**YOUR GOAL**.
Repeat every line of this listing without any changes.
--- START OF INPUT MATERIAL ---
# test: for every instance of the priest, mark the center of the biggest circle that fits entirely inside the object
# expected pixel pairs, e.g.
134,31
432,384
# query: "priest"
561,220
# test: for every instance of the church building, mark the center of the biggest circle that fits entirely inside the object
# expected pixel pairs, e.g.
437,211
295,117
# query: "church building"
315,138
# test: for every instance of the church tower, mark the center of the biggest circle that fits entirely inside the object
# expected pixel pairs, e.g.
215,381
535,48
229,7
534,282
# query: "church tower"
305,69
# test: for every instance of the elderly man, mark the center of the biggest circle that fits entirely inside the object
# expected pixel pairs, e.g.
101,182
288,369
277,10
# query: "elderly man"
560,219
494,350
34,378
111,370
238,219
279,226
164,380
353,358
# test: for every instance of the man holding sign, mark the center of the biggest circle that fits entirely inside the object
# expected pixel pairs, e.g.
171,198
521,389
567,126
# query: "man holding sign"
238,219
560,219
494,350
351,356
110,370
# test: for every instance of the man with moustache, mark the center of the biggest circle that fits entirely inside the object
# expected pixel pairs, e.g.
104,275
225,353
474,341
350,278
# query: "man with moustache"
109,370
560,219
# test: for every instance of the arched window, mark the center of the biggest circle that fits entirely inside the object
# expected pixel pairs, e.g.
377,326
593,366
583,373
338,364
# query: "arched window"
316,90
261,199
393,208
--- END OF INPUT MATERIAL ---
**RESULT FOR THIS TASK**.
# test: for every instance of the priest, mark the center of the biggest circle that fits entirely inside the object
# expected pixel pairs, e.g.
134,31
432,384
# query: "priest"
561,220
# test: for every instance of the church building, mark the center of the biggest circle that fits entirely inside the object
# expected pixel pairs, e.g.
437,211
295,117
# query: "church building"
315,138
# test: for every instance of the church tower, mark the center of the biggest circle that fits entirely inside the object
# expected pixel pairs, e.g.
215,381
535,48
229,7
534,282
# query: "church tower"
305,69
# test: for every instance of the elderly man, mark the center of the biggest circle that fits entirely inside the object
# expected pixel pairs, e.g.
101,182
288,369
277,10
# query: "elderly man"
560,219
494,350
34,378
111,370
238,219
279,226
164,380
353,358
# test: for every instance of the man holding sign, mark the center of the biggest circle that fits entirely inside the object
# expected pixel pairs, e.g.
171,198
521,389
567,126
# query: "man holding sign"
238,219
560,219
494,350
351,356
110,370
# test: for every instance of the man with moustache, mark the center of the biggest circle that fits entirely inside the object
# expected pixel pairs, e.g.
104,275
225,353
474,341
350,278
# query: "man with moustache"
109,370
560,219
# test: for every instance of the arched window, mark the center of the biggest circle that fits entirely inside the object
# expected pixel pairs, e.g.
377,326
593,366
583,373
338,364
# query: "arched window"
316,90
261,199
393,208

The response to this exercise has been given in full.